**What to work on:**
Copy every record exactly. Nothing may be skipped.

Items listed in a dataset
★ ★ ★

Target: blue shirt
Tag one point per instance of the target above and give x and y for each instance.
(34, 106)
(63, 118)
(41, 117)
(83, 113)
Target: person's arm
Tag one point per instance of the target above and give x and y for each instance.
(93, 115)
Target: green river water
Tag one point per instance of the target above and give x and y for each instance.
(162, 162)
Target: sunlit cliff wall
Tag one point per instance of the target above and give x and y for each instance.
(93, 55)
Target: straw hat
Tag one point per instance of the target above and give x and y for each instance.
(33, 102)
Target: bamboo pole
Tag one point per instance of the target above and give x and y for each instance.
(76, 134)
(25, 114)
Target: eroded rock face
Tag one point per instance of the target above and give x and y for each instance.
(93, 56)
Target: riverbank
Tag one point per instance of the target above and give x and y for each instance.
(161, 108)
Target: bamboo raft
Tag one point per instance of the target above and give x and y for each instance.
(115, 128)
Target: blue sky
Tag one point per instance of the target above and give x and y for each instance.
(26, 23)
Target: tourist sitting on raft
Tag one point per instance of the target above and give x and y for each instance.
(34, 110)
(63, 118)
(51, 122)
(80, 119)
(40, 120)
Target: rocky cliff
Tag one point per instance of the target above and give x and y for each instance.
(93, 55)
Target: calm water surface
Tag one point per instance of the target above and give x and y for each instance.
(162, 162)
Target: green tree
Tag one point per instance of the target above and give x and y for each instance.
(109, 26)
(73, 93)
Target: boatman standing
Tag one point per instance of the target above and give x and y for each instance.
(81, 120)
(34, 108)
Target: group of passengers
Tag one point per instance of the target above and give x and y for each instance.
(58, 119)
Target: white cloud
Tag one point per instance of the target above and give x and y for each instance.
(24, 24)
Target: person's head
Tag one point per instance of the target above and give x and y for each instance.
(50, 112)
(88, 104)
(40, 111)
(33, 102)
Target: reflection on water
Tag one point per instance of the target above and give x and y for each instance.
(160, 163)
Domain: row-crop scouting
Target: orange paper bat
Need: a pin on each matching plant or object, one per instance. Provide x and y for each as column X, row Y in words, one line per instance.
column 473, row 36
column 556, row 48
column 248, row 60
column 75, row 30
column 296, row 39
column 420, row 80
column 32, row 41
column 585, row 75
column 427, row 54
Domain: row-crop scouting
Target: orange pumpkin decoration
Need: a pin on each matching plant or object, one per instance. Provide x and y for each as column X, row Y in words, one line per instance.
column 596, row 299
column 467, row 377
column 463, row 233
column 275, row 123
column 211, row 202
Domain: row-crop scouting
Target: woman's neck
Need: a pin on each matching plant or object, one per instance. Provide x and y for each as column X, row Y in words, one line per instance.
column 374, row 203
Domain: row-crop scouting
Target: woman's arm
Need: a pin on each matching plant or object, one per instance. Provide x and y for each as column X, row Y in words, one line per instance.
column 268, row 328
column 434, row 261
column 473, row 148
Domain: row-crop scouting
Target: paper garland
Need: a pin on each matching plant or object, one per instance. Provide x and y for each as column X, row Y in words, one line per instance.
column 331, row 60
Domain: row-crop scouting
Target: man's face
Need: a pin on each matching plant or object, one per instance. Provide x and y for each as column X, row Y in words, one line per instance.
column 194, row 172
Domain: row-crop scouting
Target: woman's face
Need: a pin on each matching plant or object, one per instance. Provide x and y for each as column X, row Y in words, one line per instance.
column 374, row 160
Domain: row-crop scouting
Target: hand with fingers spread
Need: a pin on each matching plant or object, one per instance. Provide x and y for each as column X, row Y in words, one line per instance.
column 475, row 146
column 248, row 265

★ ★ ★

**Task response:**
Target: blue shirt
Tag one point per instance of the target above and give x and y for each instance.
(34, 106)
(63, 118)
(41, 117)
(83, 113)
Target: person's arm
Tag one point per instance of the target above and give x and y for each instance.
(93, 115)
Target: green river water
Tag one point per instance of the target above and give x and y for each instance.
(162, 162)
Target: sunlit cliff wall
Tag one point per instance of the target above and give x and y for each instance.
(93, 55)
Target: straw hat
Tag one point per instance of the target above and give x and y for each instance.
(33, 102)
Target: bamboo pole
Tag one point per instance of the target above and give x and y for each instance.
(76, 134)
(25, 114)
Target: eroded rock face
Tag one point per instance of the target above and give x and y for each instance.
(93, 56)
Target: riverbank
Tag one point per instance of the target above and give x and y for each instance.
(161, 108)
Target: bamboo raft
Tag one point per instance of the target above and give x and y for each instance.
(115, 128)
Target: blue sky
Tag one point per instance of the target above and give x and y for each instance.
(26, 23)
Target: tourist sitting on raft
Tag one point per instance of the target above and give x and y for each instance.
(34, 110)
(63, 118)
(51, 122)
(80, 119)
(40, 120)
Target: rocky cliff
Tag one point per instance of the target above and give x and y for each instance.
(93, 55)
Target: calm water surface
Tag one point per instance of the target above and give x and y for each instance.
(162, 162)
Target: green tree
Tag one point per instance of the target above and give x and y for each instance.
(109, 26)
(73, 93)
Target: boatman standing
Tag one point per instance of the target above and give x and y for each instance.
(81, 120)
(34, 108)
Target: group of passengers
Tag one point per instance of the target above and give x and y for each instance.
(58, 119)
Target: white cloud
Tag one point per instance of the target above and give x and y for each instance.
(24, 24)
Target: person's head
Tag one point per instance of the target above and give x and y for each instance.
(50, 112)
(88, 104)
(40, 111)
(33, 102)
Target: reflection on water
Tag one point per instance of the target above and give x and y for each instance.
(160, 163)
Domain: row-crop scouting
Target: orange paper bat
Need: a pin on each matching plant or object, one per instance. Provide x and y for each as column X, row Y in words, one line per instance.
column 473, row 36
column 556, row 48
column 248, row 60
column 75, row 30
column 296, row 39
column 420, row 80
column 32, row 41
column 585, row 75
column 427, row 54
Domain: row-crop scouting
Target: orange pumpkin decoration
Need: a pin on each matching plant or object, one per instance. Provide x and y for each as column X, row Y in words, one line per instance.
column 596, row 299
column 467, row 377
column 463, row 233
column 275, row 123
column 211, row 202
Domain: row-crop scouting
Target: woman's neck
Need: a pin on each matching plant or object, one per instance. Provide x and y for each as column X, row Y in words, one line per instance.
column 374, row 203
Domain: row-crop scouting
Target: woman's arm
Need: a pin on each matching plant or object, one per instance. Provide x and y for each as column X, row Y in words, one line per instance.
column 268, row 328
column 434, row 261
column 473, row 148
Domain: row-crop scouting
Target: paper garland
Need: a pin on each matching plant or object, one per instance. Provide x and y for each as column X, row Y in words, one line per instance.
column 331, row 60
Domain: row-crop scouting
Target: man's face
Need: a pin on each matching plant or object, one per instance. Provide x and y for each as column X, row Y in words, one line per instance.
column 194, row 172
Domain: row-crop scouting
Target: woman's face
Need: a pin on each matching plant or object, one per instance. Provide x and y for each as column X, row Y in words, one line per instance.
column 374, row 160
Domain: row-crop scouting
Target: hand with fingers spread
Need: a pin on each matching plant or object, one per instance. Provide x and y for each as column X, row Y in words, one line per instance.
column 475, row 146
column 248, row 265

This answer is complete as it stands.